──────── SOURCE DOCUMENT

Meeting Borya
It was August. 2003. I sat there in the dusty play yard on the worn bench feeling more than a little overwhelmed.
Bella was on my lap and I couldn't believe how much love I could feel for this tiny child that I had only just met for the first time yesterday.
We were in a dreamlike mother-child honeymoon of cuddles and songs and hugs and eye gazing. There wasn't a scrap of doubt that this was my daughter, and that this was meant to be. Visiting with her twice a day for the next two weeks was a beurocratic formality in my mind. I could hop on a plane to take her home with me tonight if they'd let me. But this was Kazakhstan. They would not let me.
I rocked Bella back and forth in my lap, embracing her tightly, and hummed softly in her ear. And I looked all around me at the children. Children swirling around me like the dust of the yard. Children laughing and dancing and fighting and all speaking in Russian. In turns, they would come stand before me to look and wonder. They glanced at Bella and then at me, and I knew they were asking themselves,
"Why her?"
I knew, before I ever arrived at the Detsky Dom,
before I got on the plane to fly to the other side of the world,
before I even thought up the concept of adopting a child, that there were orphans in the world. Children living without families.
But until I sat in this yard, I never thought what that meant. I never put faces with the word "orphans". But now I was here. And they were here. In the flesh. laughing and dancing and fighting and all speaking in Russian.
These were Real Children. Oh my God.
Oh. My. God.
'Orphans the Idea' was transitioning into 'Orphans the Reality' right before me. My heart was beginning to race. Why did I never think of what this would mean to me, what this would feel like to be sitting among all the little children without Mamas? I knew myself better than that. Jesus, Mary and Joseph I could't even walk into an animal shelter without wanting to take them all home, why did I think I could do this?
And then, a tap on the shoulder.
I turned and looked into the brown eyes of a boy. A young boy about 7 or 8 years old perhaps, with a smattering of freckles across his nose and cheeks. He smiled softly and spoke quietly in Russian, never breaking his gaze. I turned to my translator seated next to me. "What did he say?"
"He said, 'Can you find me a Mama too?' "

────────────────

(WHAT IS NEEDED): Pick up the adoption story titled "Meeting Borya" right after the translator's last reply and write what comes next.

──────── STORED DATA

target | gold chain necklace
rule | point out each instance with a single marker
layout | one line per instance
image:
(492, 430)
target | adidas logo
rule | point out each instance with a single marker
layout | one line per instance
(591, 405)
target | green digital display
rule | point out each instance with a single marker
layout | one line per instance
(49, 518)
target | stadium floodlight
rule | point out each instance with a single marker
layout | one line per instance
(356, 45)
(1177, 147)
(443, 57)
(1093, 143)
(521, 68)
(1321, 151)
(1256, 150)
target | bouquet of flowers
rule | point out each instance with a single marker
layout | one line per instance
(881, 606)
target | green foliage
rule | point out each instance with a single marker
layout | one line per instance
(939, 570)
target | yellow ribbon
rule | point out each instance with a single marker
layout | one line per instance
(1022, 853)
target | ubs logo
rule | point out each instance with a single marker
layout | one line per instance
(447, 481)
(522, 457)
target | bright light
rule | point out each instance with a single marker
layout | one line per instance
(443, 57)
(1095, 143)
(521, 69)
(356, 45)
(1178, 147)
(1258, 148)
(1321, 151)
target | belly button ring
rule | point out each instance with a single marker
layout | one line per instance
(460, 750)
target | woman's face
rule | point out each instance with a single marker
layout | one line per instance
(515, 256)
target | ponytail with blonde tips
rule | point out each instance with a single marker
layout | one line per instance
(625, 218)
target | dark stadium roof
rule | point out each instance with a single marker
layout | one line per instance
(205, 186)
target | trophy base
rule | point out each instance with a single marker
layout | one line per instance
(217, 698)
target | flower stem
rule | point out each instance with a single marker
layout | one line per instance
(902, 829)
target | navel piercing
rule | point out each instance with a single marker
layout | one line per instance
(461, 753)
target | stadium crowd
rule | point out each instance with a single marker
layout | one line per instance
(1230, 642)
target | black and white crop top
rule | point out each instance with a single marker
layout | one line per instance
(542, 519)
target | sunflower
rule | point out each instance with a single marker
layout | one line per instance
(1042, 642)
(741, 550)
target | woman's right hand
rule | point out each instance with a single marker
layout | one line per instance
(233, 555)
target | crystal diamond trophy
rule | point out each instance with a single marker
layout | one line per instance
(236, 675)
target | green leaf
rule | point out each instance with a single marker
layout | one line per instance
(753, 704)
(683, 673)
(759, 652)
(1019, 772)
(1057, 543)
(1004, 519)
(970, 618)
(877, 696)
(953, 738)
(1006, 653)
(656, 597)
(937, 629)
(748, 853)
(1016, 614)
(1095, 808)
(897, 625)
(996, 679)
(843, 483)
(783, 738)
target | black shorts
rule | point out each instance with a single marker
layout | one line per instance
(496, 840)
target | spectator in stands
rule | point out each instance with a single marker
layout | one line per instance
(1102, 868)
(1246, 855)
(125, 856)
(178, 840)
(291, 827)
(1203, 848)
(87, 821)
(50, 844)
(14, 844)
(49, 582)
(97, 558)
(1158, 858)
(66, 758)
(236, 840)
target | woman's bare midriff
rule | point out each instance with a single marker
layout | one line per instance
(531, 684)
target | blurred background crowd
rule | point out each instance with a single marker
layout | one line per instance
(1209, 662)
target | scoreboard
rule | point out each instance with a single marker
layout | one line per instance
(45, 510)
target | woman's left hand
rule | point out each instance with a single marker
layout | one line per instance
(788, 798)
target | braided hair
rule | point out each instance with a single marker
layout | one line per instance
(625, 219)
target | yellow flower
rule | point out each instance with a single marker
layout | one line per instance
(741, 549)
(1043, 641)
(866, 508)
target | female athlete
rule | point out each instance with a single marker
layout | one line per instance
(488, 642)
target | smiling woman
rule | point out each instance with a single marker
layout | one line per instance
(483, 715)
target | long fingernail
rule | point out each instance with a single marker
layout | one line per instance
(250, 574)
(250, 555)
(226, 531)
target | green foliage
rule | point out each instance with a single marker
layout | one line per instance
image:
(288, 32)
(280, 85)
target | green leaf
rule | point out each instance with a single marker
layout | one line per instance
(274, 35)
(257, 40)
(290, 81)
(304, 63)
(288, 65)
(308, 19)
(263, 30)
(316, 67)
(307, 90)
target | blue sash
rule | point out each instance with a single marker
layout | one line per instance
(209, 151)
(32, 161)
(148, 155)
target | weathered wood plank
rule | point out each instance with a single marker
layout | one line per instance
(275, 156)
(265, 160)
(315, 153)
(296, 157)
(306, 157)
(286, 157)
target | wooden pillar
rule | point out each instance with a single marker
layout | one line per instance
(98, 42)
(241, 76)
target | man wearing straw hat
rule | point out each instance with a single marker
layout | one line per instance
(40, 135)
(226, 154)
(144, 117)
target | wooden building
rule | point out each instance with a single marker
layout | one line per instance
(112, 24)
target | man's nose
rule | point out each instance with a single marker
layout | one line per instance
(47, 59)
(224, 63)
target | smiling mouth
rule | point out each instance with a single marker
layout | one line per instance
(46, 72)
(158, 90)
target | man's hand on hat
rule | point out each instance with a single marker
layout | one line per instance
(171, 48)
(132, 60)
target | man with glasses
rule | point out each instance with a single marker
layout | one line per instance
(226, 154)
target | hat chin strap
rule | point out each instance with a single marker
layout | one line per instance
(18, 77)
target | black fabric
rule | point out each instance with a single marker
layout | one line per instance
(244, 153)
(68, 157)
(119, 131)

────────────────

(ANSWER BELOW):
That was it. I looked back at this beautiful little child and the tears began to spill from my eyes. I was crying. I hugged Bella to me even tighter as I wept for this little boy, and for all the children there.
"Tell him I will do whatever I can to find him a Mama", I whispered.
And I sat in the dusty play yard on the worn bench, and I cried.
It was October, 2008. Years had passed since I had first met Borya in the play yard. And here I was again,
halfway around the world,
sitting in a stifling room smelling of ammonia and cabbage,
at the end of a five year journey.
We had vowed to help him.
We lost him.
We found him.
We were told we could adopt him.
We were granted approval of our dossier and permission to travel.
And I sat in the suffocating room feeling more than a little overwhelmed.
It had been five years.
How would he feel when he saw me again?
How would I feel?
My head was spinning, my heart racing....
At long last, the door opened, and Borya walked in. And just like that, the stress and uncertainty were gone. We moved towards each other and I wrapped my arms around my son. If a picture is worth a thousand words, what then is a hug worth? Here, folded in my arms and squeezing me tight, was the flesh and blood manifestation of a dream.
We stood like that a long time, till one of the women asked him in his language,
"Do you know who this is?"
"Da. Mama."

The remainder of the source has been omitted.